►

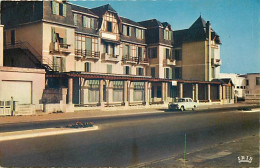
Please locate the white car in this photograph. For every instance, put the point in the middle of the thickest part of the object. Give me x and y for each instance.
(182, 104)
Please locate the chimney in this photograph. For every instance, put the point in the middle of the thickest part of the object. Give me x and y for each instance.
(208, 30)
(1, 45)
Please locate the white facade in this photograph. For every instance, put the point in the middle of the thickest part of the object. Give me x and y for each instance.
(239, 82)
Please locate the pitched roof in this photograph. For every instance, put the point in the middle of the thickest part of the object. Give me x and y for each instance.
(101, 10)
(126, 20)
(151, 23)
(199, 23)
(196, 32)
(81, 9)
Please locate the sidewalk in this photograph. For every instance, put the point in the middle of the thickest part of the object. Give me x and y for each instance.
(110, 113)
(220, 155)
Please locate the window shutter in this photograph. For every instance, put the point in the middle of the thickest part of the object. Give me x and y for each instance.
(170, 73)
(64, 10)
(75, 19)
(130, 51)
(63, 66)
(130, 31)
(84, 21)
(124, 70)
(136, 33)
(53, 4)
(65, 38)
(53, 35)
(54, 63)
(88, 44)
(57, 8)
(109, 68)
(129, 70)
(92, 23)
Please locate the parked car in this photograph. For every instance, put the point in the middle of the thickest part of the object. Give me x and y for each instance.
(182, 104)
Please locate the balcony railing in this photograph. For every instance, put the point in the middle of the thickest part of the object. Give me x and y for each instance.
(215, 62)
(87, 54)
(110, 57)
(61, 47)
(143, 61)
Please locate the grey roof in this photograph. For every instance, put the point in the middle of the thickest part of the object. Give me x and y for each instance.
(196, 32)
(151, 23)
(101, 10)
(126, 20)
(82, 9)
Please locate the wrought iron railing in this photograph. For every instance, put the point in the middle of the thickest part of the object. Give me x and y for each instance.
(87, 53)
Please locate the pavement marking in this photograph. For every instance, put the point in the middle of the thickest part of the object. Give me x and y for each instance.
(256, 110)
(42, 132)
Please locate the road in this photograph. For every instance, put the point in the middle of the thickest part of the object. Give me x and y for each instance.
(127, 141)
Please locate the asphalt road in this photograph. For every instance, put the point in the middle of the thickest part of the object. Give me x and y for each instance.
(128, 141)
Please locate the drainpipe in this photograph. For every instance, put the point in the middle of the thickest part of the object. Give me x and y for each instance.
(208, 62)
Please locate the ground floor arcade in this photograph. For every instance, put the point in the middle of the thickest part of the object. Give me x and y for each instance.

◄

• _Your assignment_: Give back the full listing exactly, with pictures dropped.

• _Expected answer_:
Please locate the white car in this photograph. For every instance, put the point in the middle of the thickest part of the object. Give me x and y for each instance.
(182, 104)
Please locate the chimney in this photograph. For every instance, put the point in the middle of the thickest part of the object. Give me x and y for each instance.
(208, 30)
(1, 45)
Please locate the white facade in this photograph. For every instance, put the point in the middle of the thickest part of the object. Give me x and y for each instance.
(239, 82)
Please locate the pitched roof in this photograph. For every instance, put the point in the middle of the thickest part of the object. Give me x and y for each instance.
(101, 10)
(126, 20)
(151, 23)
(199, 23)
(196, 32)
(81, 9)
Please locate the sidewalk in this photograph. For every instance, put the point in the middle of the thickest part of the object. Give me x and y for each instance.
(110, 113)
(220, 155)
Please locate the window shutter in this photograph. For every instance, put the point in the middle of the thickest part of the object. Give me x and y for each instance.
(170, 73)
(64, 10)
(75, 19)
(130, 51)
(63, 66)
(130, 31)
(84, 21)
(124, 70)
(136, 33)
(53, 4)
(65, 38)
(53, 35)
(54, 63)
(88, 44)
(57, 8)
(109, 68)
(129, 70)
(92, 23)
Please locate the parked car in this photograph. For every instance, put the point in the middle of the thickest part of the object. Give me x and y for each instance.
(182, 104)
Please locate the balcony railing in this photograph. For every instance, put the point in the middle of the thickest part of the object. Give me x and y for each instance.
(215, 62)
(87, 54)
(110, 57)
(61, 47)
(143, 61)
Please locate the grey roof in this photograph. For every instance, put the point in the middle of the thickest part of the object. Give me x and y for each instance.
(196, 32)
(151, 23)
(101, 10)
(126, 20)
(82, 9)
Please locate the wrought iron railing in this photograph. For every instance, put the point in the middle of the thickest part of the object. Give me x and y for each instance.
(87, 53)
Please locate the pavement marking in this photograph. For every instance, put the point in the middle of the thickest part of the object. Give me x and y for each instance.
(256, 110)
(42, 132)
Please locate the road in this photograph. For every instance, put the point in the middle of the thickest part of the object. Give me x and y for each instance.
(127, 141)
Please locate the asphalt road in this photograph. For every instance, put the point in the middle of the thickest part of the object. Give me x and y for each instance.
(128, 141)
Please locate the drainpipe in this photograph. For every instance, put the point in the middle of the thickest part of the object. Give me x and y for each instance.
(208, 62)
Please locate the ground floor arcade in this photograph. For every instance, put the point in the middle of the thickest part of the object. Give me x and y for each instance.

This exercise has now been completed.